(Spatial localization data)
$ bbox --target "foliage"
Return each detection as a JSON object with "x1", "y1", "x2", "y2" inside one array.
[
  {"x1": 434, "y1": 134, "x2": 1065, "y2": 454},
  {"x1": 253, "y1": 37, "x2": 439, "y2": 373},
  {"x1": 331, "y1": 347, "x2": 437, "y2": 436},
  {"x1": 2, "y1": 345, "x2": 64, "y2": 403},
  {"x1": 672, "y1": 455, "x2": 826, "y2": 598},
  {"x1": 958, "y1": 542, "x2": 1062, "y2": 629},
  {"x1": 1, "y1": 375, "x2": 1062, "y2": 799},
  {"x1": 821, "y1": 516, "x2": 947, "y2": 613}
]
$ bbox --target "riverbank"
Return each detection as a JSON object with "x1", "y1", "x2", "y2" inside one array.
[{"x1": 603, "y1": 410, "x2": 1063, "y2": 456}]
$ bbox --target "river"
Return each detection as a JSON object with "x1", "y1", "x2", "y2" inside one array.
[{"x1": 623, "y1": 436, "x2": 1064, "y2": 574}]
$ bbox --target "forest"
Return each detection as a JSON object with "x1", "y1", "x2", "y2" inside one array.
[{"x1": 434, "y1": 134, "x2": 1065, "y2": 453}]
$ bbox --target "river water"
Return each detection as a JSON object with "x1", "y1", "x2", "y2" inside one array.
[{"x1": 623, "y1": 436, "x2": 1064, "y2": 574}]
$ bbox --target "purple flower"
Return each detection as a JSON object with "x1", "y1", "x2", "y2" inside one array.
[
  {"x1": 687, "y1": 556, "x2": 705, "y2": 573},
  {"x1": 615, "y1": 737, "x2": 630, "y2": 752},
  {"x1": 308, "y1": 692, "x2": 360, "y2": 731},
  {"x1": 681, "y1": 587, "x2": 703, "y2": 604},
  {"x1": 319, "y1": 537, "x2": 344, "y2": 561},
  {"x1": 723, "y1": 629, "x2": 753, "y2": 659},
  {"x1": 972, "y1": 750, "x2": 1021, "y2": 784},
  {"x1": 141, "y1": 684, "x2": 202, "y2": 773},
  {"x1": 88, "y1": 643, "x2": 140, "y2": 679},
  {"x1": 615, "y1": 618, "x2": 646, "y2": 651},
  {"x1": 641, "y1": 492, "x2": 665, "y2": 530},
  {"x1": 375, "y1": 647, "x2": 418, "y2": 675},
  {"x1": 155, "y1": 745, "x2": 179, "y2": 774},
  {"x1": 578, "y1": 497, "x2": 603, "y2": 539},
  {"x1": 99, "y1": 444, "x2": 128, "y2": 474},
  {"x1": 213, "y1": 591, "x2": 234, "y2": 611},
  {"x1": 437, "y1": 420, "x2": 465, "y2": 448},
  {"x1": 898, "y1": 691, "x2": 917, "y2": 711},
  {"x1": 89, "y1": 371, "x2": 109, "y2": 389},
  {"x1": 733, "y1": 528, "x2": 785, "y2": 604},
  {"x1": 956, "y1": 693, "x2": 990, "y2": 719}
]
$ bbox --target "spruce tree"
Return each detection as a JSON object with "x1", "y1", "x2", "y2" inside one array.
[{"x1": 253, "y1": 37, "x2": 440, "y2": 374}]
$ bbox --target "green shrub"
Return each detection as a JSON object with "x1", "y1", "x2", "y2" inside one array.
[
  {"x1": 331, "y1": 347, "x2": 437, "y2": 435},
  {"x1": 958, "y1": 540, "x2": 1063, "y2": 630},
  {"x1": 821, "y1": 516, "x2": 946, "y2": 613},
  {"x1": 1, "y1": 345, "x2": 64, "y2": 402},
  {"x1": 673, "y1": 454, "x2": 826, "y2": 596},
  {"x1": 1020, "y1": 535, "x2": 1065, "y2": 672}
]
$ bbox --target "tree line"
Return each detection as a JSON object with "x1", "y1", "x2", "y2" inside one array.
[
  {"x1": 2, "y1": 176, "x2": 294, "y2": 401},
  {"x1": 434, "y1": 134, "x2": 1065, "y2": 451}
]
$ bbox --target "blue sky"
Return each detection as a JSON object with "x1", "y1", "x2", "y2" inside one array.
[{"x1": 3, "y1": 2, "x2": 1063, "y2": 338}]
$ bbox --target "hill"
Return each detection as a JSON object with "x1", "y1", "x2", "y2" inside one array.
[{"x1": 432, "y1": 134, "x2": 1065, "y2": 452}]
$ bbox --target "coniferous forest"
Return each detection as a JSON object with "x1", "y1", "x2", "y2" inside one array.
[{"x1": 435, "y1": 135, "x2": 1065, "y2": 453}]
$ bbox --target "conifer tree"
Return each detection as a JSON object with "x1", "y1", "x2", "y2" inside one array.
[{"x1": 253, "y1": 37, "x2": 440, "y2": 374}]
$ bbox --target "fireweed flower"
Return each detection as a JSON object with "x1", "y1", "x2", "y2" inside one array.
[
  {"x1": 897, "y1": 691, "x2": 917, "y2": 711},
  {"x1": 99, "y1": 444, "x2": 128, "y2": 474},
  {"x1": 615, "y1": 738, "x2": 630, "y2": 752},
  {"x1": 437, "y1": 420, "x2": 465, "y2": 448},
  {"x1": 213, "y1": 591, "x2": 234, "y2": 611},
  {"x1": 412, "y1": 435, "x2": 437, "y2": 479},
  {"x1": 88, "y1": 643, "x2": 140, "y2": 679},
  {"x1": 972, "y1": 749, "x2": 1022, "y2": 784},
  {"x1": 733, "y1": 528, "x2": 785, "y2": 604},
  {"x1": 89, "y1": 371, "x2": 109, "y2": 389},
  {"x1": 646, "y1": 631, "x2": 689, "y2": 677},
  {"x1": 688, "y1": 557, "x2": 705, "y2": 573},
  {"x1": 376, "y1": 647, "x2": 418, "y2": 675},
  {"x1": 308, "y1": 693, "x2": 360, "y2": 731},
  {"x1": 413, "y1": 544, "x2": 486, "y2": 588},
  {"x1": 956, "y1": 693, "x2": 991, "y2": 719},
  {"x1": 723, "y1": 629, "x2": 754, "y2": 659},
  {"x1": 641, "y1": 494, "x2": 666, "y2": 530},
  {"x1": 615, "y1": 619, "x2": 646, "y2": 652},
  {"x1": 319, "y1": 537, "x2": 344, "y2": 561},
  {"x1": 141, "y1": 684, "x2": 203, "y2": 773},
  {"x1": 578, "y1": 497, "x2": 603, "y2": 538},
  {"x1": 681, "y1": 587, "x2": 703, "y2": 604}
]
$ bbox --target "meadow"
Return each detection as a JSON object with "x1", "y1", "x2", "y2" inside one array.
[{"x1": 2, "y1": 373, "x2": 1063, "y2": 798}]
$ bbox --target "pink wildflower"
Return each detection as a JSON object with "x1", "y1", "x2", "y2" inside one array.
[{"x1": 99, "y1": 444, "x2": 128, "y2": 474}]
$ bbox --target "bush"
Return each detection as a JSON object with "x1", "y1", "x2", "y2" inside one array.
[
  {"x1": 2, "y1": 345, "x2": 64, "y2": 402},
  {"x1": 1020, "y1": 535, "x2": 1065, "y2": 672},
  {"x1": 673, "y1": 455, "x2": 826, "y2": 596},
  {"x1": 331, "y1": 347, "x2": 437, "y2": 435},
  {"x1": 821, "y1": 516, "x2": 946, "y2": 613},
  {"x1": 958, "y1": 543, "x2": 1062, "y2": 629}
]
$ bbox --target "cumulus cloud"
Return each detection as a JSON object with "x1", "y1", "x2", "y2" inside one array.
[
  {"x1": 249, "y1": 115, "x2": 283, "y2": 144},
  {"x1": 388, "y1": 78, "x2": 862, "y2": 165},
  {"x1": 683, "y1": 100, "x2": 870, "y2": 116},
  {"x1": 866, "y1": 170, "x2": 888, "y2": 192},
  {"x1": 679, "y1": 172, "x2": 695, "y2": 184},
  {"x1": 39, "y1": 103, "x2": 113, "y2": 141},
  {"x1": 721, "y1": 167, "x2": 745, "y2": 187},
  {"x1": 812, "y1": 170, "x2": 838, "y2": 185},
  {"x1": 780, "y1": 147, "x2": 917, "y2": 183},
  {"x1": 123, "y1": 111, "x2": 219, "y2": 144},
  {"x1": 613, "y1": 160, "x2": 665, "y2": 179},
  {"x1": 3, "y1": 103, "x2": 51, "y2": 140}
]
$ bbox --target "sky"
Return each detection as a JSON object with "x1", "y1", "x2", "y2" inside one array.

Task item:
Only the number is wanted: how many lines in the entries above contain the string "forest"?

Result of this task:
2